-------- Passage given

Niranjan Pal

Other names: 

Nanu Pal


140 Sinclair Road
London , W14 0NJ
United Kingdom
51° 30' 4.5864" N, 0° 12' 54.3816" W
Date of birth: 
17 Aug 1889
City of birth: 
Country of birth: 
Current name city of birth: 
Current name country of birth: 
Date of death: 
09 Nov 1959
Location of death: 
Calcutta, India

140 Sinclair Road, London


Niranjan Pal was the son of the moderate Indian nationalist Bepin Chandra Pal. He came to Britain in the early twentieth century to study in London, and lived in a boarding house with Sukhsagar Datta, Ashutosh Mitter and his father. It was to this boarding house at 140 Sinclair Road in London that David Garnett was invited to by Datta and where he was introduced to Pal, who was also known as Nanu. In The Golden Echo, Garnett described Pal's politics as not clearly defined, but more sympathetic to Indian revolutionaries in contrast to his father's moderate views.

Niranjan Pal later rose to fame as a playwright and then film director and producer. His play, The Goddess, was performed in London in 1922. This play had a successful run, starting at the Duke of York's Theatre on 6 and 7 June 1922, it was then shown at the Ambassador's Theatre and finally moved to the Aldwych Theatre in July 1922. The play was performed 66 times in total and there were plans after the success to form an Indian Repertory Theatre Movement in London.

----------------

§ **Objective A**:
Name every theater in London where the play The Goddess was performed, according to the profile of Niranjan Pal.

-------- Provided records

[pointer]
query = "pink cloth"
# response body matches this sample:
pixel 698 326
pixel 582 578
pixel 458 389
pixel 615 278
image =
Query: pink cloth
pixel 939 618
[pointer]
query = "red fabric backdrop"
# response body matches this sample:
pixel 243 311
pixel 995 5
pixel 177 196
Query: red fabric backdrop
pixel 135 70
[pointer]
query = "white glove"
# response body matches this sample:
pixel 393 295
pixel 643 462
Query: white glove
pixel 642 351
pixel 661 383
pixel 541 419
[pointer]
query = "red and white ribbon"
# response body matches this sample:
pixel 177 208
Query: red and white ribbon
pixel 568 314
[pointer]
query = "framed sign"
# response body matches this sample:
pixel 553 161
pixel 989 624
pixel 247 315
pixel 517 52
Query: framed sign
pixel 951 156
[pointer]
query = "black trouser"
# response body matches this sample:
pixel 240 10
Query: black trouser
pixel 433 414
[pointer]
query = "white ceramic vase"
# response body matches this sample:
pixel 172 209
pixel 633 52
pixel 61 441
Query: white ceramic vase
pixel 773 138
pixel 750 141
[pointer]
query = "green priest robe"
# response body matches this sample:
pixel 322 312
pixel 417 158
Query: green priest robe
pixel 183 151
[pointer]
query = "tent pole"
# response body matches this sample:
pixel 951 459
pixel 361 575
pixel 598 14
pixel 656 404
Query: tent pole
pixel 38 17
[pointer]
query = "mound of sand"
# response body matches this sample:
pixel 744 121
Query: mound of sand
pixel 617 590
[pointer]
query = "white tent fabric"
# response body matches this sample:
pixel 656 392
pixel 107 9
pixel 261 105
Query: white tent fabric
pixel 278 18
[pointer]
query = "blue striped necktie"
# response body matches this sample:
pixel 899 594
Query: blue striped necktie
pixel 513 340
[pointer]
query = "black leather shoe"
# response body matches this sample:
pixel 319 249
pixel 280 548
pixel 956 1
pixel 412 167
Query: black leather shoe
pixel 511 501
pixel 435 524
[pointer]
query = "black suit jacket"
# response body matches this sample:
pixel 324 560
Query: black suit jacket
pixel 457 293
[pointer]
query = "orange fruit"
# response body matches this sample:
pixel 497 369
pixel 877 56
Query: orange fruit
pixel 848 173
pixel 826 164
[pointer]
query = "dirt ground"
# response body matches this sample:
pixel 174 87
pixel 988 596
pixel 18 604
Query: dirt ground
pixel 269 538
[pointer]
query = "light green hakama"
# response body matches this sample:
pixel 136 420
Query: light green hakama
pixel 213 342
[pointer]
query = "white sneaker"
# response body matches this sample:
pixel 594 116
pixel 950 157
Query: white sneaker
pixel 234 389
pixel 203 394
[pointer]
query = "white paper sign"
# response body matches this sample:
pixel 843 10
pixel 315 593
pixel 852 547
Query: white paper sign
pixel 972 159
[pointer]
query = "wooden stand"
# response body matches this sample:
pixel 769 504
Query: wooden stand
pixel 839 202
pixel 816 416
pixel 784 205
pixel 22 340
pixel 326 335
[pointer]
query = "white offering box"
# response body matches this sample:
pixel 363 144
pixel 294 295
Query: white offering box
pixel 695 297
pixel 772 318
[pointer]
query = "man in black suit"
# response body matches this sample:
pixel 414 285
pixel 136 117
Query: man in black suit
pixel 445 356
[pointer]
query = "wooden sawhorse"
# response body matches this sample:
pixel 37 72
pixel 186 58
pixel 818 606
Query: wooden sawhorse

----------------

§ **Objective B**:
Rename "response body" to "result body" in the records from their first line through the line containing "pixel 568 314". Reproduce only those lines, with nothing else changed.

§ **Exercise response A**:
- Duke of York's Theatre
- Ambassador's Theatre
- Aldwych Theatre

§ **Exercise response B**:
[pointer]
query = "pink cloth"
# result body matches this sample:
pixel 698 326
pixel 582 578
pixel 458 389
pixel 615 278
image =
Query: pink cloth
pixel 939 618
[pointer]
query = "red fabric backdrop"
# result body matches this sample:
pixel 243 311
pixel 995 5
pixel 177 196
Query: red fabric backdrop
pixel 135 70
[pointer]
query = "white glove"
# result body matches this sample:
pixel 393 295
pixel 643 462
Query: white glove
pixel 642 351
pixel 661 383
pixel 541 419
[pointer]
query = "red and white ribbon"
# result body matches this sample:
pixel 177 208
Query: red and white ribbon
pixel 568 314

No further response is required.